*What the task asks*
Extract from the rows below every line that contains the word "foot". Copy each such line in full, in the order it appears.

==========

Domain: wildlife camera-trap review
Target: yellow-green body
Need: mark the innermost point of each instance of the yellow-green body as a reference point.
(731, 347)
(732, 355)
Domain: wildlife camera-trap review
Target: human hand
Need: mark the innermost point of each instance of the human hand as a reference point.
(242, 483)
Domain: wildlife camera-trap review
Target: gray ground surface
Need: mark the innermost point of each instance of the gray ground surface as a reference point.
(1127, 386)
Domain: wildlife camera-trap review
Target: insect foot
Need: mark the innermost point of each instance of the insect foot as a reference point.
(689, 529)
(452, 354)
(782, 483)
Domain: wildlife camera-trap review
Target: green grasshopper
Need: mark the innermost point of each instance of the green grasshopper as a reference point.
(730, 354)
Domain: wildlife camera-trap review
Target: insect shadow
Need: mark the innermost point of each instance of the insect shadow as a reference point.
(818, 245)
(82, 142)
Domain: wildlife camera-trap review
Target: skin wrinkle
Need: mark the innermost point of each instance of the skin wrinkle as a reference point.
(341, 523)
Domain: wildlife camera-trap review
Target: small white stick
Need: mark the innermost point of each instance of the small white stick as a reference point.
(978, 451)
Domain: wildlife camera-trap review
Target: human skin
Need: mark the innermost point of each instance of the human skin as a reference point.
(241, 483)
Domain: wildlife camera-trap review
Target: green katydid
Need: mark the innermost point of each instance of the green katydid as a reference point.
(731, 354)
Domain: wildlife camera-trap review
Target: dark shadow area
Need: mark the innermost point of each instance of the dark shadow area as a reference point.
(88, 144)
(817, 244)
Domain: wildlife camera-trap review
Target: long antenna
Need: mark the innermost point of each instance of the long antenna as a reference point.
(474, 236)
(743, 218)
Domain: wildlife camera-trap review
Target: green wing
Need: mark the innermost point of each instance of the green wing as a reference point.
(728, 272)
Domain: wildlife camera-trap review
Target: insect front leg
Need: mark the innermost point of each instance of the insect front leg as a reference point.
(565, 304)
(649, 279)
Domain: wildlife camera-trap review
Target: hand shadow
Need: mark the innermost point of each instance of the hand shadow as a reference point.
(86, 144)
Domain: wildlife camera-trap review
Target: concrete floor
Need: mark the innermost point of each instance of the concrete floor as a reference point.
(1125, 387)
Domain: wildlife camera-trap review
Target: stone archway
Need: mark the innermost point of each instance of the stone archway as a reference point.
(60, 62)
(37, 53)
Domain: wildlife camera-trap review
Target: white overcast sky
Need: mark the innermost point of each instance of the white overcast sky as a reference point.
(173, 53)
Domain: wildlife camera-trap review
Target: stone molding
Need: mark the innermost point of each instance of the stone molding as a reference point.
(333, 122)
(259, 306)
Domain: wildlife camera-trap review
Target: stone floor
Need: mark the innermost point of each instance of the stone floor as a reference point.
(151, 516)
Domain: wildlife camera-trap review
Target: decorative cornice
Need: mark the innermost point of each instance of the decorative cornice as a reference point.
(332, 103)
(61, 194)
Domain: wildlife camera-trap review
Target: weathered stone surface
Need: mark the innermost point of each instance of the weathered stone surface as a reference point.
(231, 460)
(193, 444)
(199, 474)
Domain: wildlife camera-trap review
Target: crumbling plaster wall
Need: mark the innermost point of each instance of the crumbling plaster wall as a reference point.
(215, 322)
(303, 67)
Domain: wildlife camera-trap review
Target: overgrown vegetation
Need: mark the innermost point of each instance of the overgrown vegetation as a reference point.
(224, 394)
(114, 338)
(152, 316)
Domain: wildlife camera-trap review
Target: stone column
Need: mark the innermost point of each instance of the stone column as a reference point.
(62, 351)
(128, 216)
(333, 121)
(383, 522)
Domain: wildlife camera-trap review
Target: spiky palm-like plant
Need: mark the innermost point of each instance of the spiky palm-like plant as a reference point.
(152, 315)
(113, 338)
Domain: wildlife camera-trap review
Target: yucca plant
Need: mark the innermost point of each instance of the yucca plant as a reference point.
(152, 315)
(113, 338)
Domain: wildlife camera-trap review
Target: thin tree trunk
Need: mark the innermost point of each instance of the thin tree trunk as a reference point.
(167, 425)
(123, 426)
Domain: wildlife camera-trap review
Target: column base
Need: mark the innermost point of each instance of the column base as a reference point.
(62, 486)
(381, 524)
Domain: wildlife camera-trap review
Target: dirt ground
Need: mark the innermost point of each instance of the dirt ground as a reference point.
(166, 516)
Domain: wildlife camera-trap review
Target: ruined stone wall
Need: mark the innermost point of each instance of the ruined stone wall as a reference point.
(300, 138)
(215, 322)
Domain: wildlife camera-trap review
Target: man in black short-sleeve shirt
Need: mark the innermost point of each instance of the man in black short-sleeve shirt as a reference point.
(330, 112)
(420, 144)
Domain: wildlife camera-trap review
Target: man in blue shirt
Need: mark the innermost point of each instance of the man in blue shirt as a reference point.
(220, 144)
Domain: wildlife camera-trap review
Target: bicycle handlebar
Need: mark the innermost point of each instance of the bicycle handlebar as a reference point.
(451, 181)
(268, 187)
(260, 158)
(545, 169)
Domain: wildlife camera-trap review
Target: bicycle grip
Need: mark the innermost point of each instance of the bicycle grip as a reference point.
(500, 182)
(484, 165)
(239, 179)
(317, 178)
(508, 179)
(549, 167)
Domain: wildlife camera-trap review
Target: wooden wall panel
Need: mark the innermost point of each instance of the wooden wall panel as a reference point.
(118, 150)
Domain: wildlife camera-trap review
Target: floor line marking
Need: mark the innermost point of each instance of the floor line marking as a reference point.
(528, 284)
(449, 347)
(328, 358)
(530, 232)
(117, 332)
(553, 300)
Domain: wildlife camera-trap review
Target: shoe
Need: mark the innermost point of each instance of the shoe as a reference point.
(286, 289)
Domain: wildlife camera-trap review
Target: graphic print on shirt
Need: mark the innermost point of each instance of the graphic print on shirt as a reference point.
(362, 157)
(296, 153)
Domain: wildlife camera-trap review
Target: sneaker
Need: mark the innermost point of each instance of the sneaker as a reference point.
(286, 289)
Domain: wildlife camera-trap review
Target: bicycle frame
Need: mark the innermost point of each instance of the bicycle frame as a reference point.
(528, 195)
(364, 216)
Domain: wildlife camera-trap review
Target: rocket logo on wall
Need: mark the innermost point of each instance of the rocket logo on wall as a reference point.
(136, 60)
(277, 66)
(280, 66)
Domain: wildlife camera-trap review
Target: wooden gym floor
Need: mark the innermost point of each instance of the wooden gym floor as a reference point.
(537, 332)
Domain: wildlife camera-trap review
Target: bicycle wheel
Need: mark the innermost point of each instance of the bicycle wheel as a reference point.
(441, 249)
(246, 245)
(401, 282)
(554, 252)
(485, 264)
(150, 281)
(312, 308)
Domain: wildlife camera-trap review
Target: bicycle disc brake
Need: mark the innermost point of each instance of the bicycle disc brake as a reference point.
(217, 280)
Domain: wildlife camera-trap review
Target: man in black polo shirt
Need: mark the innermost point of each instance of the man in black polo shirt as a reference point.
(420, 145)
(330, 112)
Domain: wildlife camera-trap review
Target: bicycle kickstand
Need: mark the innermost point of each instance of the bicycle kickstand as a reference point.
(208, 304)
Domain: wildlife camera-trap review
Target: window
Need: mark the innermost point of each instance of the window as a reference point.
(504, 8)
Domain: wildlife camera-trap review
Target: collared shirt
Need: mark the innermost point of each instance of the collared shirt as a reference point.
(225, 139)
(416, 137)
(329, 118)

==========

*Completed exercise*
Target: insect foot
Need: mark the innermost point of each instance of the insect foot as a reference point.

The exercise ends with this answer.